◆ **PROBLEM TO WORK ON**:
State how many lines in the listing below include the word "function", and add nothing besides the number.

◆ **INFORMATION PROVIDED**:
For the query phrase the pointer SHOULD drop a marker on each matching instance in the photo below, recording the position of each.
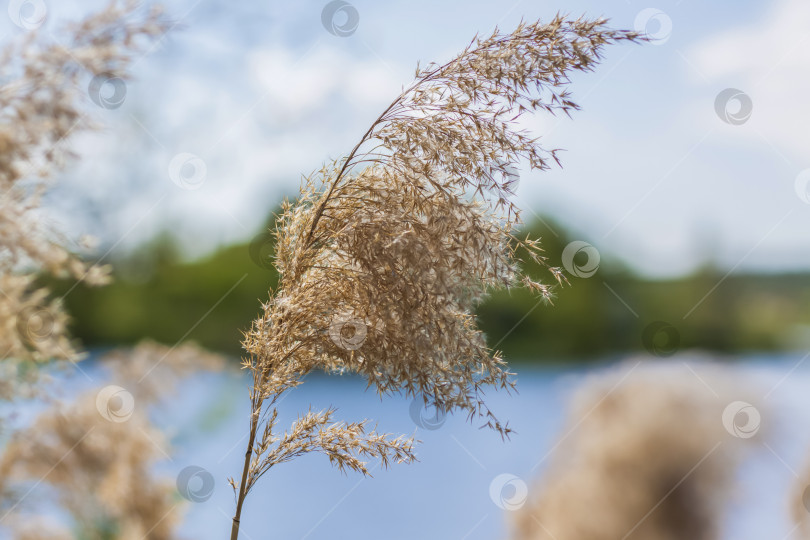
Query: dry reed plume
(42, 106)
(105, 451)
(645, 456)
(386, 253)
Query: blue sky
(262, 92)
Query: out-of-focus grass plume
(644, 455)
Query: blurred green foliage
(212, 300)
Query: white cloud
(768, 60)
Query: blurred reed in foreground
(649, 452)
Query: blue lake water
(447, 493)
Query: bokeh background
(681, 214)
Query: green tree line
(212, 300)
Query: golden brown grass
(97, 455)
(387, 251)
(644, 455)
(42, 107)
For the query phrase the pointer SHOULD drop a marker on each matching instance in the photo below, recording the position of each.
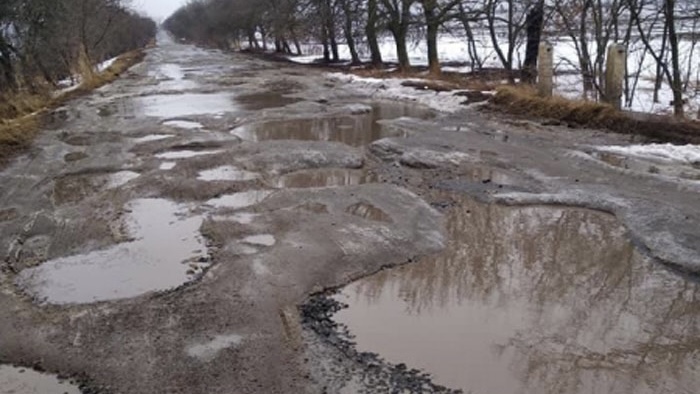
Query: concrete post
(545, 70)
(616, 66)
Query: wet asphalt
(163, 232)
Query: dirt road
(162, 232)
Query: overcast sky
(158, 9)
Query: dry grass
(20, 113)
(524, 101)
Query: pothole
(264, 100)
(185, 154)
(368, 211)
(15, 380)
(260, 240)
(75, 188)
(227, 173)
(323, 178)
(527, 299)
(152, 137)
(355, 130)
(183, 124)
(239, 200)
(186, 104)
(151, 262)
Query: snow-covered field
(568, 80)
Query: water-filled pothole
(355, 129)
(264, 100)
(186, 104)
(77, 187)
(152, 262)
(26, 381)
(532, 299)
(227, 173)
(323, 178)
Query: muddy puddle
(183, 124)
(533, 300)
(264, 100)
(185, 104)
(358, 129)
(26, 381)
(323, 178)
(227, 173)
(167, 251)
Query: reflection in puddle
(489, 175)
(25, 381)
(177, 105)
(172, 77)
(151, 262)
(185, 154)
(260, 240)
(323, 178)
(121, 178)
(258, 101)
(209, 350)
(354, 130)
(183, 124)
(533, 300)
(239, 200)
(168, 165)
(153, 137)
(368, 211)
(227, 173)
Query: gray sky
(158, 9)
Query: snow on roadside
(106, 64)
(689, 154)
(391, 88)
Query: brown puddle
(354, 130)
(264, 100)
(368, 211)
(323, 178)
(533, 300)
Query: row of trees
(491, 29)
(45, 41)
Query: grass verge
(21, 113)
(524, 101)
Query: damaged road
(162, 232)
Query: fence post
(614, 74)
(545, 69)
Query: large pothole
(167, 251)
(528, 299)
(26, 381)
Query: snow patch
(689, 154)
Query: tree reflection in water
(533, 300)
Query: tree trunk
(347, 28)
(534, 23)
(400, 36)
(676, 82)
(432, 24)
(371, 33)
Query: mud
(363, 125)
(26, 381)
(151, 262)
(165, 257)
(535, 299)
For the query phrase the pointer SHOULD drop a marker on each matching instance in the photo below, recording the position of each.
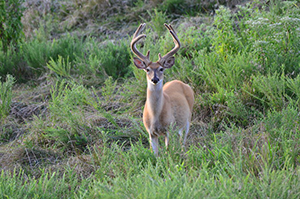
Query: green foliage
(61, 67)
(242, 64)
(39, 52)
(54, 185)
(114, 58)
(6, 96)
(11, 12)
(108, 90)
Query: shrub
(5, 96)
(11, 12)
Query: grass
(71, 106)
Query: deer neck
(155, 98)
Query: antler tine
(135, 39)
(174, 50)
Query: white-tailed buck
(166, 106)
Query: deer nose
(155, 80)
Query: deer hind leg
(167, 140)
(187, 128)
(154, 144)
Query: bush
(6, 96)
(11, 12)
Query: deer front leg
(167, 140)
(154, 144)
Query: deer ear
(139, 63)
(169, 62)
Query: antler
(174, 50)
(135, 39)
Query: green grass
(71, 106)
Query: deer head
(154, 70)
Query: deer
(167, 106)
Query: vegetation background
(71, 100)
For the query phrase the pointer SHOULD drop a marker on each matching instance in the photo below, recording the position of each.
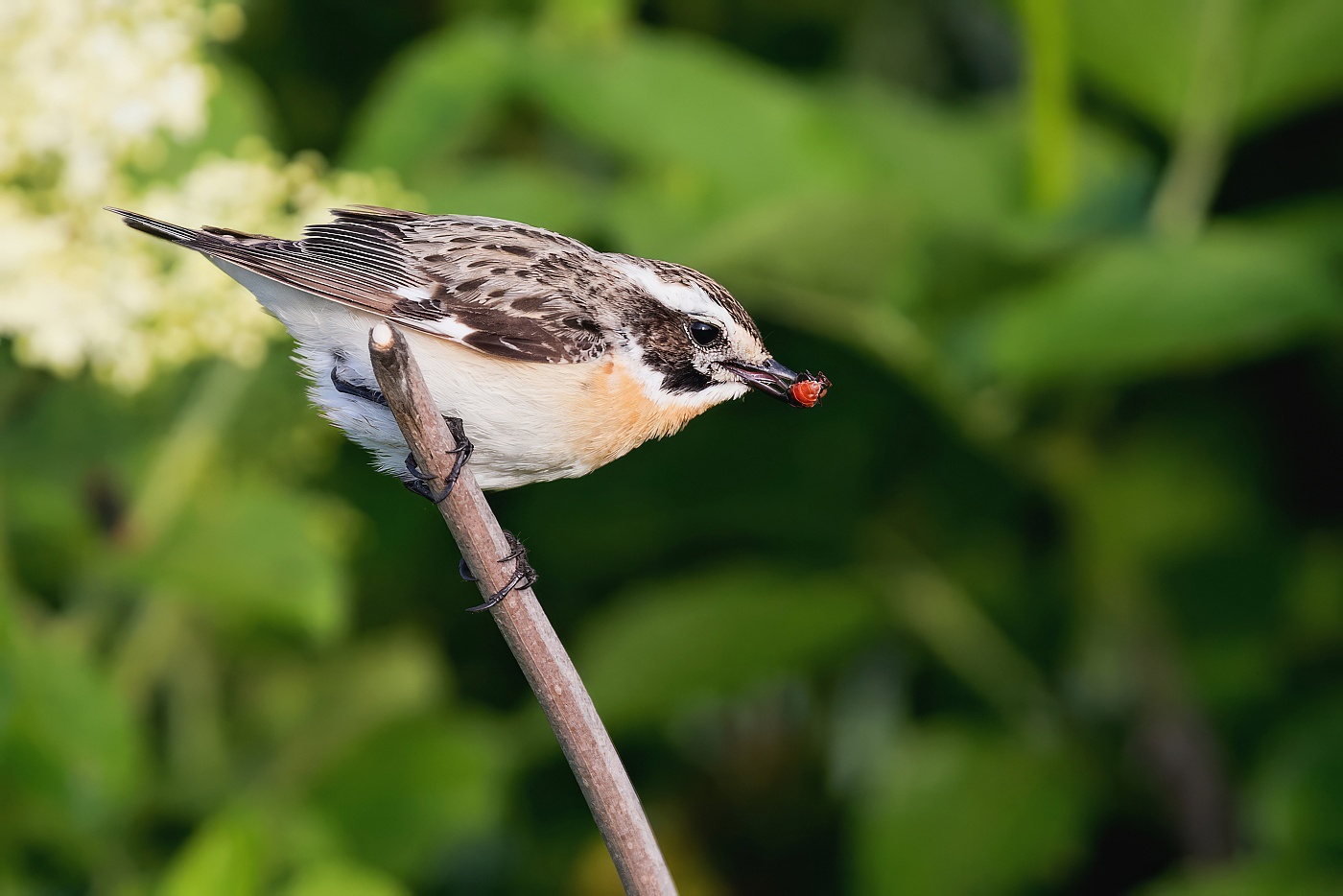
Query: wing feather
(497, 286)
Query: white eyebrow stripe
(689, 299)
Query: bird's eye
(704, 333)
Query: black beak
(769, 378)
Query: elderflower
(86, 89)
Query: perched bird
(554, 358)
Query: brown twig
(537, 649)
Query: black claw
(524, 577)
(349, 387)
(460, 455)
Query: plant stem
(537, 649)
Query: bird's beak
(769, 378)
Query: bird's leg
(460, 455)
(524, 577)
(349, 387)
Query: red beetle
(809, 389)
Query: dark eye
(704, 333)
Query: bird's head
(695, 342)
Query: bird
(551, 358)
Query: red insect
(809, 389)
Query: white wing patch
(678, 297)
(447, 325)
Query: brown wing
(497, 286)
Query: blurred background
(1048, 598)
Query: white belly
(517, 413)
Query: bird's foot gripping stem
(419, 482)
(524, 577)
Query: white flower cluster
(86, 89)
(84, 83)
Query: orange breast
(614, 413)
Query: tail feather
(154, 227)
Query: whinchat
(554, 358)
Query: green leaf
(1248, 879)
(224, 858)
(342, 878)
(1141, 308)
(672, 645)
(258, 556)
(436, 98)
(1141, 50)
(1292, 60)
(957, 813)
(1144, 51)
(1296, 801)
(751, 130)
(69, 752)
(415, 790)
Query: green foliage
(957, 813)
(1047, 598)
(1145, 308)
(678, 644)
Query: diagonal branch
(537, 649)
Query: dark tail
(160, 228)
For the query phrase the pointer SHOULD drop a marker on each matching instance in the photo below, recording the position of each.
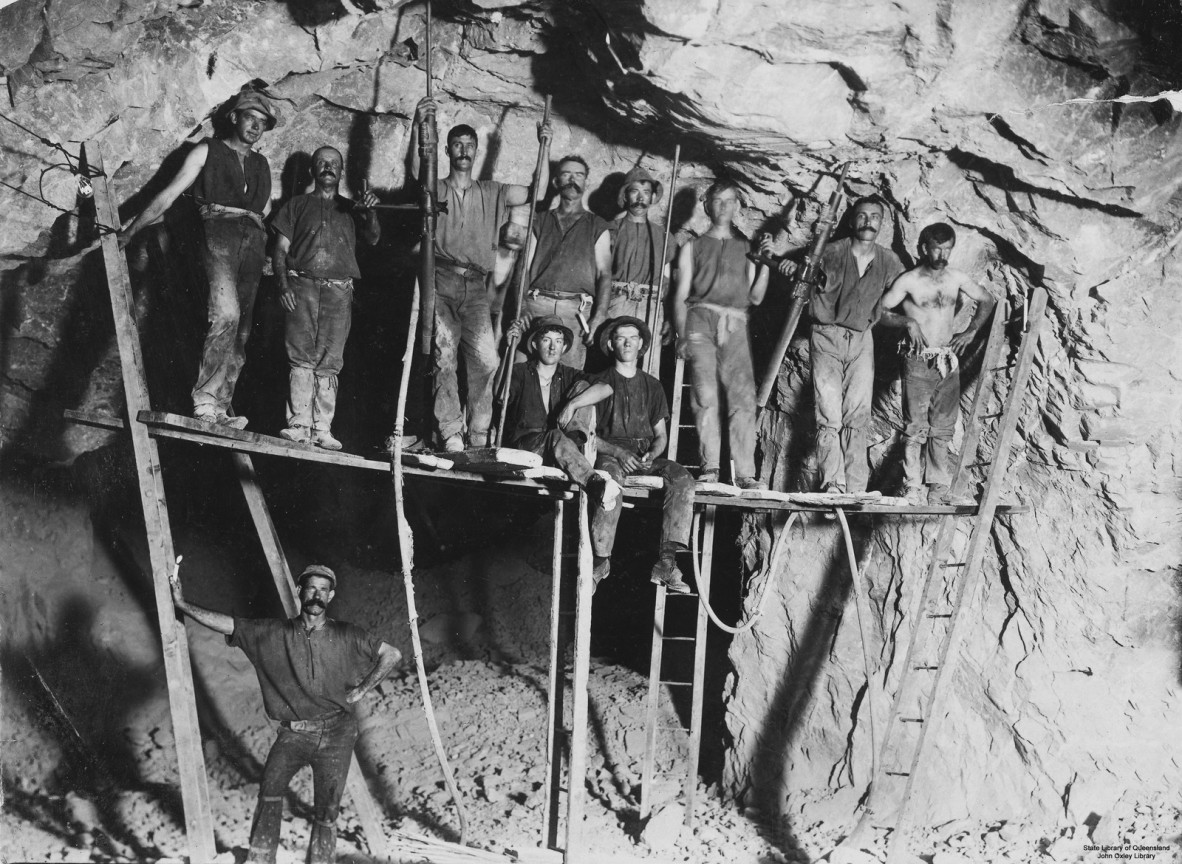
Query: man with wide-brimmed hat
(636, 244)
(312, 671)
(231, 184)
(632, 429)
(549, 405)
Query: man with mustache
(930, 296)
(316, 262)
(570, 273)
(546, 407)
(466, 242)
(844, 310)
(312, 670)
(231, 183)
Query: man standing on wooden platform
(316, 264)
(632, 427)
(466, 241)
(930, 296)
(570, 271)
(311, 670)
(716, 284)
(844, 310)
(232, 187)
(547, 408)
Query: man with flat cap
(547, 408)
(312, 670)
(231, 184)
(632, 429)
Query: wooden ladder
(939, 627)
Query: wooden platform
(539, 481)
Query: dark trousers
(329, 752)
(677, 511)
(233, 258)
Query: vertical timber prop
(181, 696)
(407, 553)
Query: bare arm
(189, 170)
(388, 656)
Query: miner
(231, 184)
(466, 241)
(716, 285)
(929, 297)
(312, 670)
(547, 410)
(845, 306)
(631, 424)
(570, 274)
(316, 262)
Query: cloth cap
(610, 327)
(638, 175)
(318, 570)
(540, 325)
(253, 98)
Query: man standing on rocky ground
(466, 241)
(845, 307)
(632, 427)
(716, 284)
(636, 244)
(570, 270)
(312, 670)
(930, 296)
(547, 408)
(316, 264)
(232, 187)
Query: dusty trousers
(463, 326)
(843, 365)
(721, 370)
(930, 404)
(234, 254)
(329, 752)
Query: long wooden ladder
(949, 590)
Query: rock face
(1067, 689)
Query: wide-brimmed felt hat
(260, 103)
(610, 327)
(638, 175)
(544, 324)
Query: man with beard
(930, 296)
(632, 427)
(844, 310)
(316, 262)
(546, 407)
(570, 274)
(466, 242)
(232, 187)
(312, 670)
(635, 247)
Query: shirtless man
(930, 296)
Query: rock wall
(954, 110)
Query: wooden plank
(182, 701)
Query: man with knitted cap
(547, 408)
(632, 428)
(312, 670)
(636, 244)
(231, 184)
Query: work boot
(666, 572)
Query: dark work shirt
(564, 259)
(848, 299)
(223, 180)
(636, 404)
(323, 234)
(525, 411)
(305, 675)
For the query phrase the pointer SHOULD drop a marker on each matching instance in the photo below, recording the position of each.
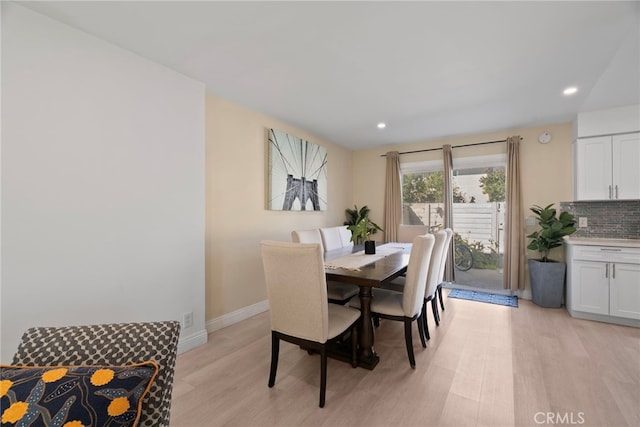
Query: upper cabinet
(607, 154)
(608, 167)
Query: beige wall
(236, 218)
(546, 168)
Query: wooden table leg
(367, 357)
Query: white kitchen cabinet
(607, 167)
(590, 287)
(603, 282)
(624, 291)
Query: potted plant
(361, 232)
(354, 216)
(548, 276)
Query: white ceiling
(428, 69)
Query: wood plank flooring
(486, 365)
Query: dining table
(352, 265)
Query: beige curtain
(449, 275)
(392, 198)
(514, 255)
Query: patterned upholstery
(110, 344)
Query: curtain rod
(455, 146)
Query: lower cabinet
(606, 288)
(624, 291)
(604, 281)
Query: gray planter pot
(547, 282)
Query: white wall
(102, 183)
(237, 219)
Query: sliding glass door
(478, 214)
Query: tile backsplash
(618, 219)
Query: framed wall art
(297, 173)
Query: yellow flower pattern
(31, 395)
(5, 385)
(14, 412)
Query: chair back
(296, 289)
(406, 233)
(331, 238)
(435, 265)
(307, 236)
(110, 344)
(345, 236)
(445, 253)
(416, 279)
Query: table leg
(367, 357)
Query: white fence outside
(476, 222)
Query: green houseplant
(362, 228)
(548, 276)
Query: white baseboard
(236, 316)
(192, 341)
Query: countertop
(593, 241)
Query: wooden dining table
(372, 275)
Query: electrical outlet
(187, 320)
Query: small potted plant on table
(548, 276)
(361, 232)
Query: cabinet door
(591, 287)
(593, 168)
(626, 166)
(625, 290)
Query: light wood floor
(486, 365)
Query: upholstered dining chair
(300, 313)
(433, 280)
(406, 233)
(443, 263)
(406, 306)
(110, 345)
(337, 293)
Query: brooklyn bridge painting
(297, 173)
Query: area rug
(484, 297)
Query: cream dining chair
(337, 293)
(433, 279)
(406, 306)
(300, 313)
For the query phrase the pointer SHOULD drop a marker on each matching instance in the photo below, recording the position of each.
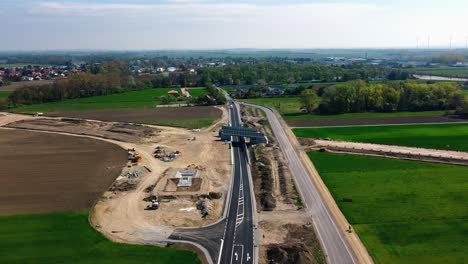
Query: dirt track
(375, 121)
(138, 115)
(70, 174)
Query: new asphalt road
(333, 243)
(238, 246)
(231, 240)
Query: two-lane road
(232, 239)
(334, 245)
(238, 246)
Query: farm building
(174, 93)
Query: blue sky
(222, 24)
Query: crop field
(403, 211)
(135, 99)
(284, 105)
(4, 94)
(188, 117)
(37, 176)
(66, 237)
(438, 136)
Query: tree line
(108, 78)
(359, 96)
(282, 72)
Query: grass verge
(437, 136)
(403, 211)
(4, 94)
(67, 238)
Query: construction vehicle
(154, 205)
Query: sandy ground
(7, 118)
(394, 149)
(121, 215)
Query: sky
(227, 24)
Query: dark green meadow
(403, 211)
(67, 237)
(438, 136)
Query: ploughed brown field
(43, 172)
(375, 121)
(16, 85)
(139, 115)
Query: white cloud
(196, 24)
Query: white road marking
(237, 250)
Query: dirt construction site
(171, 177)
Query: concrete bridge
(256, 137)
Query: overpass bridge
(255, 136)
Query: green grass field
(67, 238)
(439, 136)
(183, 123)
(4, 94)
(284, 105)
(290, 109)
(134, 99)
(403, 211)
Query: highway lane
(334, 245)
(232, 239)
(238, 245)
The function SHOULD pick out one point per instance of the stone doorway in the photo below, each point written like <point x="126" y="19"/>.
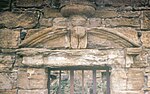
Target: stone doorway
<point x="79" y="80"/>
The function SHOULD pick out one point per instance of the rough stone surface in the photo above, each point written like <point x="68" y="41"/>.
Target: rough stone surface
<point x="8" y="91"/>
<point x="145" y="39"/>
<point x="127" y="22"/>
<point x="94" y="22"/>
<point x="32" y="79"/>
<point x="6" y="62"/>
<point x="78" y="20"/>
<point x="135" y="79"/>
<point x="146" y="20"/>
<point x="74" y="58"/>
<point x="51" y="13"/>
<point x="106" y="14"/>
<point x="8" y="81"/>
<point x="24" y="20"/>
<point x="61" y="21"/>
<point x="44" y="91"/>
<point x="118" y="80"/>
<point x="77" y="9"/>
<point x="29" y="3"/>
<point x="9" y="38"/>
<point x="95" y="34"/>
<point x="46" y="22"/>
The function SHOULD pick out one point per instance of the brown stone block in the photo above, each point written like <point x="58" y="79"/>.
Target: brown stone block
<point x="9" y="38"/>
<point x="117" y="3"/>
<point x="29" y="3"/>
<point x="129" y="92"/>
<point x="13" y="20"/>
<point x="78" y="20"/>
<point x="94" y="22"/>
<point x="106" y="13"/>
<point x="126" y="22"/>
<point x="32" y="79"/>
<point x="135" y="84"/>
<point x="60" y="21"/>
<point x="44" y="91"/>
<point x="51" y="13"/>
<point x="46" y="22"/>
<point x="8" y="80"/>
<point x="130" y="14"/>
<point x="146" y="20"/>
<point x="146" y="39"/>
<point x="135" y="79"/>
<point x="8" y="91"/>
<point x="6" y="62"/>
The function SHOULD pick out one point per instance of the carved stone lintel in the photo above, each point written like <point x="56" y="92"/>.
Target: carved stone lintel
<point x="78" y="37"/>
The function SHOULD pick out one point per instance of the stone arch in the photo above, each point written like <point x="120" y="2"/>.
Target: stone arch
<point x="95" y="38"/>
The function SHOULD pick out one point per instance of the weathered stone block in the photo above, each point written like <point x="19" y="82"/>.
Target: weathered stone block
<point x="135" y="79"/>
<point x="130" y="14"/>
<point x="118" y="80"/>
<point x="31" y="32"/>
<point x="146" y="20"/>
<point x="8" y="80"/>
<point x="94" y="22"/>
<point x="46" y="22"/>
<point x="32" y="79"/>
<point x="44" y="91"/>
<point x="60" y="21"/>
<point x="51" y="13"/>
<point x="126" y="22"/>
<point x="78" y="20"/>
<point x="129" y="92"/>
<point x="106" y="13"/>
<point x="6" y="62"/>
<point x="146" y="39"/>
<point x="117" y="3"/>
<point x="8" y="91"/>
<point x="9" y="38"/>
<point x="25" y="20"/>
<point x="30" y="3"/>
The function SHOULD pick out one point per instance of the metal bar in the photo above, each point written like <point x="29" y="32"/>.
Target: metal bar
<point x="48" y="81"/>
<point x="59" y="90"/>
<point x="82" y="81"/>
<point x="94" y="81"/>
<point x="72" y="82"/>
<point x="108" y="81"/>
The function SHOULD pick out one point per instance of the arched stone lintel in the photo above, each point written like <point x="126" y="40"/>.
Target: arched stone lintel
<point x="116" y="35"/>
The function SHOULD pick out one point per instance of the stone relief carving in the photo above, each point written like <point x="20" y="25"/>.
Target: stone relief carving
<point x="78" y="37"/>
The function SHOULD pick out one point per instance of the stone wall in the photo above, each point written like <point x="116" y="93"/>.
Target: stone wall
<point x="126" y="43"/>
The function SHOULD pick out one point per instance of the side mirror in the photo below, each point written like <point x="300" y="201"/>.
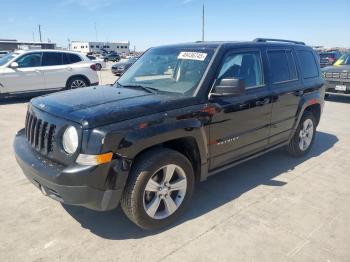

◆ **SOLUTION FOR THIS EXERCISE**:
11